Akibat pembuangan sampah liar itu, beberapa warga di Kabupaten Tangerang tepatnya di Desa Ginting melakukan protes karena merasa terganggu.

"Jadi lahan tersebut adalah lahan pribadi yang mana si pemilik lahan ini bersedia menjadikan lahannya sebagai tempat pembuangan sampah," kata Himawan.

Sampah itu hanya dibuang begitu saja atau open dumping di lahan tersebut. Padahal kata Himawan, metode open dumping sudah tidak diperbolehkan.

"Berdasarkan regulasi yang ada pendekatan open dumping itu sudah tidak diperkenankan lagi," ujarnya.

Akibat perbuatannya, Wahyunoto dikenakan Pasal 2 ayat 1 jo Pasal 18 Undang-Undang Tipikor jo Pasal 55 ayat 1 ke 1 KUHP.

Diketahui sebelumnya, Syukron selaku Direktur PT EPP ditetapkan tersangka pada Senin (14/4/2025) kemarin di Kejati Banten.

Syukron tampak mengenakan rompi tahanan berwarna pink dan langsung digiring oleh penyidik ke mobil tahanan untuk dibawa ke Rutan Kelas IIB Serang.

Kasi Penkum Kejati Banten Rangga Adekresna menuturkan, perusahaan Syukron merupakan penyedia jasa pengangkutan dan pengelolaan sampah DLH Tangsel dengan nilai kontrak sebesar Rp75,9 miliar pada Mei 2024.

Yang Harus Dikerjakan -
[1] Salin persis bagian dari kutipan berita tentang pengelolaan sampah yang diawali kata-kata "Syukron tampak mengenakan" dan diakhiri kata-kata "pada Mei 2024.".
[2] Menurut kutipan berita tentang pengelolaan sampah, berapa nilai kontrak perusahaan Syukron dengan DLH Tangsel?
[3] Teruskan kutipan berita tentang pengelolaan sampah mulai dari sesudah kalimat terakhirnya.
Daftar sesudah ini tidak perlu dipakai.

Daftar yang Ditampilkan -
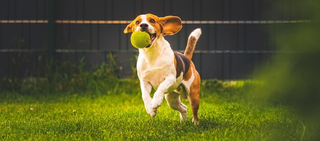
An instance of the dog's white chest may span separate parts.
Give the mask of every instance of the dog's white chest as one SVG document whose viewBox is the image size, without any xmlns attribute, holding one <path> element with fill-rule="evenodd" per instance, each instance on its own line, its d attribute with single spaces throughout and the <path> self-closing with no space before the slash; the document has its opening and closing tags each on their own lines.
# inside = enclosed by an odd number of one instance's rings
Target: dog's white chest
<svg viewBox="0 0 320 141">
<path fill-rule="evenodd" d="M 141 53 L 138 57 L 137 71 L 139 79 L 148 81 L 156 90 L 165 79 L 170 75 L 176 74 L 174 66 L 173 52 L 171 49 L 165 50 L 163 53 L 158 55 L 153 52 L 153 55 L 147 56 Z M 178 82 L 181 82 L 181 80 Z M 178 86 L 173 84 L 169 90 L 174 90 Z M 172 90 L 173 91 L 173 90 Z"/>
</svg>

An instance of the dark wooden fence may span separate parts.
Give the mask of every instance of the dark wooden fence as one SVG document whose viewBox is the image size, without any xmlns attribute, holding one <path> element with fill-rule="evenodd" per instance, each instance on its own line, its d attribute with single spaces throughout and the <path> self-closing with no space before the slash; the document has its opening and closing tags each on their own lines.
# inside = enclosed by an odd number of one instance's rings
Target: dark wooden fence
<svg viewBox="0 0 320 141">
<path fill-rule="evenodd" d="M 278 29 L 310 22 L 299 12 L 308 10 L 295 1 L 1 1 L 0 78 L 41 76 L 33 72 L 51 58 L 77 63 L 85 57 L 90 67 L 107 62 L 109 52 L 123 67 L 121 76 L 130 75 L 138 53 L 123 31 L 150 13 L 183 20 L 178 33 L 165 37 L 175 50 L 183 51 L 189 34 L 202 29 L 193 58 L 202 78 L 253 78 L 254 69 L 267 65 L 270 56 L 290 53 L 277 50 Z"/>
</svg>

Jawaban Tugas -
[1]
Syukron tampak mengenakan rompi tahanan berwarna pink dan langsung digiring oleh penyidik ke mobil tahanan untuk dibawa ke Rutan Kelas IIB Serang.

Kasi Penkum Kejati Banten Rangga Adekresna menuturkan, perusahaan Syukron merupakan penyedia jasa pengangkutan dan pengelolaan sampah DLH Tangsel dengan nilai kontrak sebesar Rp75,9 miliar pada Mei 2024.

[2] Rp75,9 miliar, pada Mei 2024.

[3]
Syukron bersekongkol dengan Kepala DLH Tangsel, Wahyunoto Lukman sebelum penentuan pemenang penyedia proyek tersebut. PT EPP juga tidak melaksanakan satu item pekerjaan yang tertuang dalam kontrak.

"SYM (Syukron Yuliadi Mufti) bersekongkol dengan saudara WL (Wahyunoto Lukman) untuk mengurusi klasifikasi baku lapangan usaha Indonesia," kata Rangga kepada wartawan.

Klasifikasi baku lapangan itu diperlukan agar PT EPP memiliki dasar untuk melakukan pekerjaan pengelolaan dan pengangkutan sampah.

Penyidik juga menemukan fakta bahwa ada persekongkolan pembentukan CV Bank Sampah Induk Rumpintama (BSIR). Pembentukan BSIR melibatkan Agus Syamsudin selaku direktur, Syukron, dan Wahyunoto.

Dalam praktiknya, PT EPP tidak mengerjakan kontrak pekerjaan, malahan perusahaan yang melakukan pengelolaan dan pengangkutan sampah yaitu CV BSIR, PT OKE, PT BKO, PT MSR, PT WWT, PT ADH, dan PT SKS.

"PT EPP telah menerima pembayaran pengangkutan dan pengelolaan sampah sebesar Rp75,9 miliar," ujarnya.

Kabid Persampahan DLH Tangsel Jadi Tersangka

Setelah Kadis DLH Tangsel, Wahyunoto Lukman, Kejati Banten menetapkan Kabid Persampahan DLH Tangsel, Tubagus Apriliandhi Kusumah Perbangsa dalam perkara korupsi jasa pengangkutan dan pengelolaan sampah dengan kontrak senilai Rp75,9 miliar.

Tubagus Apriliandhi ditetapkan sebagai tersangka setelah dua orang lainnya yakni Kepala Dinas DLH Kota Tangsel Wahyunoto dan Direktur PT Ella Pratama Perkasa (EPP) Syukron Yuliadi Mufti ditetapkan sebagai tersangka dalam kasus yang sama.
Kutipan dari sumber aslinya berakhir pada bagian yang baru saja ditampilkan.